# Exercise
Retype the part of the passage on U.S. states' progress toward sustainable development goals between "The United Nations" and "track to be met.", inclusive.

# Text segment

The United Nations highlights that no state is on track to meet sustainable development targets by 2030, and the states that are lagging behind are primarily in the South.
The findings of the United States branch of the Sustainable Development Solutions Network, a United Nations project inaugurated in 2012, show that the country is struggling to achieve a “holistic picture of wellbeing.”
States are less than halfway to meeting their goals on average, with only 16 states scoring more than 50, indicating that they are more than halfway to attaining their targets. The majority of the states that are falling behind are in the South. Mississippi, West Virginia, Louisiana, and Arkansas, which are at the bottom of the list, are less than a third of the way to fulfilling the 17 goals. Only three states, Delaware, Maine, and Massachusetts, have at least one goal on track to be met.
The United States is undeniably marked by significant geographical disparities. These manifest themselves politically, in the structure of economies, and in the performance of sustainable development, which refers to the state’s economic, social, and environmental situations.
Vermont is making the most progress among states, with a score of little over 60. Many of the other high-scoring states are in the Northeast or Pacific Northwest, with Massachusetts, Washington, Minnesota, and Maine completing the top five. New England and the Northeast, are leading the country in a variety of categories, including education and having “real intention” in terms of green energy. When it comes to sustainability, the latter is an area where the South is struggling.

# Given information
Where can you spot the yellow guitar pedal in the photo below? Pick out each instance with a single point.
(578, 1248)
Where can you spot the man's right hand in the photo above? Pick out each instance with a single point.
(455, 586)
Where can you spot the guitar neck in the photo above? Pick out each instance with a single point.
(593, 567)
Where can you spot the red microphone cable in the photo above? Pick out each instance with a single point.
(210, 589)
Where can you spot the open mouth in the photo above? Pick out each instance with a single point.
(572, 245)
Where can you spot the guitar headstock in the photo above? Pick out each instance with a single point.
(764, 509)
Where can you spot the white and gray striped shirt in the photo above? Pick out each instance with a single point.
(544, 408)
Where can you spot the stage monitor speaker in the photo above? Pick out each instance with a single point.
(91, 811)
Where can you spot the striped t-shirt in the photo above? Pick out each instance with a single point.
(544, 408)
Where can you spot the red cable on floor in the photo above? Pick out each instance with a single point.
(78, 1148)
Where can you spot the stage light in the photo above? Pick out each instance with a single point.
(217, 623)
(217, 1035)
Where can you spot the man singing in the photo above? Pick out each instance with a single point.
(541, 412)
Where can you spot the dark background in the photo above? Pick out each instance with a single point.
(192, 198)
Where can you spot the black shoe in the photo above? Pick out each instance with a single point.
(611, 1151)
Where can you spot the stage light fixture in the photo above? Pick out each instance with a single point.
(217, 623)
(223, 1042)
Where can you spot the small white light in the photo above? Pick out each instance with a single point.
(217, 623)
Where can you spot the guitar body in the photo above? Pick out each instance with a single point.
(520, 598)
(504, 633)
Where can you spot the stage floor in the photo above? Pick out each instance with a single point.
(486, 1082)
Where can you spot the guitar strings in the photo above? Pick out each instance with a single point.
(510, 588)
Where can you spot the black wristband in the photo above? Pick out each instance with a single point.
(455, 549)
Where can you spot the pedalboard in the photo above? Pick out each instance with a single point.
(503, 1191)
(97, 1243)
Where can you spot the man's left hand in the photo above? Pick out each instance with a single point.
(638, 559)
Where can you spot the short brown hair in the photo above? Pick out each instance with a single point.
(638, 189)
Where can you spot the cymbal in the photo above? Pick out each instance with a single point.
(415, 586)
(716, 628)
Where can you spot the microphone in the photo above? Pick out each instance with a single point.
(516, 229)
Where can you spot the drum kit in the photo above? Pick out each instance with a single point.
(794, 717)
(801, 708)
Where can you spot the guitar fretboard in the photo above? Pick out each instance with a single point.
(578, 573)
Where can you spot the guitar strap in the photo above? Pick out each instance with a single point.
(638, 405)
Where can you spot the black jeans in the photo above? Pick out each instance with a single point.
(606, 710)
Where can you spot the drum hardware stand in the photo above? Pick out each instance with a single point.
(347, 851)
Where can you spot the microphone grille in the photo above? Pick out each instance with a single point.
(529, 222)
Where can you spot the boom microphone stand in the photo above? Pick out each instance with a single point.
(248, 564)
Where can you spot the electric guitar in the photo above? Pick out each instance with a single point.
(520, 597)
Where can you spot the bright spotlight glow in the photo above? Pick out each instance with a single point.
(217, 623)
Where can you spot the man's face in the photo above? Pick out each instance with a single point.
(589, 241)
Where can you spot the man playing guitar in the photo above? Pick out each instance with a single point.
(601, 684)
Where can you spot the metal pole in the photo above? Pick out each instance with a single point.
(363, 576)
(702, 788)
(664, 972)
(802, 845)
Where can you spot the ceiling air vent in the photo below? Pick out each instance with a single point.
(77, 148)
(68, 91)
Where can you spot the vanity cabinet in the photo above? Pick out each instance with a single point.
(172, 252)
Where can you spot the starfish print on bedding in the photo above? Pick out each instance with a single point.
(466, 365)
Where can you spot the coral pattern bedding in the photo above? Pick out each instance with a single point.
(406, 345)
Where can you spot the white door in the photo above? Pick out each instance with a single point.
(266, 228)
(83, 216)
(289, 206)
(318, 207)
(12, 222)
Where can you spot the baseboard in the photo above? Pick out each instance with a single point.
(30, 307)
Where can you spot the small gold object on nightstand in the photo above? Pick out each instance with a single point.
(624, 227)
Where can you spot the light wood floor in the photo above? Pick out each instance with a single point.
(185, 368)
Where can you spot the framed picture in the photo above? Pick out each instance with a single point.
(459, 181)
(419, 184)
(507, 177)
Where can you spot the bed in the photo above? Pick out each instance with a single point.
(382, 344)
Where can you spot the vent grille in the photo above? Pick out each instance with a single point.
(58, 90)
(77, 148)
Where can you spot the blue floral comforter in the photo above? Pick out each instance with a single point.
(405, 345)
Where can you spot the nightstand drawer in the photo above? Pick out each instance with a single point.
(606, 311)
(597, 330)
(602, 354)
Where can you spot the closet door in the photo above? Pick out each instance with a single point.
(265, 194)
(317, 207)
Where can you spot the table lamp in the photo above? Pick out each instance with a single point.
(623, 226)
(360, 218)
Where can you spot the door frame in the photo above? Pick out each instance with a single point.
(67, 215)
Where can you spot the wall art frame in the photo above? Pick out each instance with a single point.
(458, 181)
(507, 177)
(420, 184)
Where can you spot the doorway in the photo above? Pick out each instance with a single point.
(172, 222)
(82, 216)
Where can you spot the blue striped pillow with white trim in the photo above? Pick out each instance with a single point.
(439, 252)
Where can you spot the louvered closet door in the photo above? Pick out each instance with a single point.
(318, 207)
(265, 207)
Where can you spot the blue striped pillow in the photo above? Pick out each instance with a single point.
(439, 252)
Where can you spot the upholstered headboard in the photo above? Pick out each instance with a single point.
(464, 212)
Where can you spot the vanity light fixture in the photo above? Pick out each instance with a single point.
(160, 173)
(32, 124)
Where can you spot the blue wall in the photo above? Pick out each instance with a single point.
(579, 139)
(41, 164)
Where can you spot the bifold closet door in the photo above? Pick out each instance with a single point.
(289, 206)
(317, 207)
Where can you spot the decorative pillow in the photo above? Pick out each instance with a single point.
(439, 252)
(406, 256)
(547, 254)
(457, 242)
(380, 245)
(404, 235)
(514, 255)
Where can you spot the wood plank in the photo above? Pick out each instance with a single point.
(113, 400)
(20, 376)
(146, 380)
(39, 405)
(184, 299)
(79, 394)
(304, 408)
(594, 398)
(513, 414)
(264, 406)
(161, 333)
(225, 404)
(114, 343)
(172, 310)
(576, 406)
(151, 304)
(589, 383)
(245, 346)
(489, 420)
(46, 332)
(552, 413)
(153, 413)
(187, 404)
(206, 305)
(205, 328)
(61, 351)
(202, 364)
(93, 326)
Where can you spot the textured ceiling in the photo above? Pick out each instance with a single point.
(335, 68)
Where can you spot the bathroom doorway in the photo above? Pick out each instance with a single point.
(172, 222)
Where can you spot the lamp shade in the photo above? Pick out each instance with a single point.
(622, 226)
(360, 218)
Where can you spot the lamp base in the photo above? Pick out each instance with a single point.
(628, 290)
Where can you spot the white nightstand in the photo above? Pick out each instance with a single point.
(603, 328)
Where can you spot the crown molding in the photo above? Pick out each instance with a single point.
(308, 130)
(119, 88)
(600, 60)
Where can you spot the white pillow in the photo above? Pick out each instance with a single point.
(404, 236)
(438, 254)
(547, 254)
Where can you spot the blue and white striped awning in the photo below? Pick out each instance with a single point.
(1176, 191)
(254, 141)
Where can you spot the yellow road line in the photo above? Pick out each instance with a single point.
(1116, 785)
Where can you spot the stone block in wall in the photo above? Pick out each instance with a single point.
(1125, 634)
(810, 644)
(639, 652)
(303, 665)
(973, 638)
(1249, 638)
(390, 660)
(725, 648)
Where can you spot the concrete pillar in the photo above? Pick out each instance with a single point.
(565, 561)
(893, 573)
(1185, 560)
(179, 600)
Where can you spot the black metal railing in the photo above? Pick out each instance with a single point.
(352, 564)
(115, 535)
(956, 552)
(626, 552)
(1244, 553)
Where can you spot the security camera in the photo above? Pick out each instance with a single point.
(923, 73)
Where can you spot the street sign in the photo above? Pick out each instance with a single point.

# Result of this exercise
The United Nations highlights that no state is on track to meet sustainable development targets by 2030, and the states that are lagging behind are primarily in the South.
The findings of the United States branch of the Sustainable Development Solutions Network, a United Nations project inaugurated in 2012, show that the country is struggling to achieve a “holistic picture of wellbeing.”
States are less than halfway to meeting their goals on average, with only 16 states scoring more than 50, indicating that they are more than halfway to attaining their targets. The majority of the states that are falling behind are in the South. Mississippi, West Virginia, Louisiana, and Arkansas, which are at the bottom of the list, are less than a third of the way to fulfilling the 17 goals. Only three states, Delaware, Maine, and Massachusetts, have at least one goal on track to be met.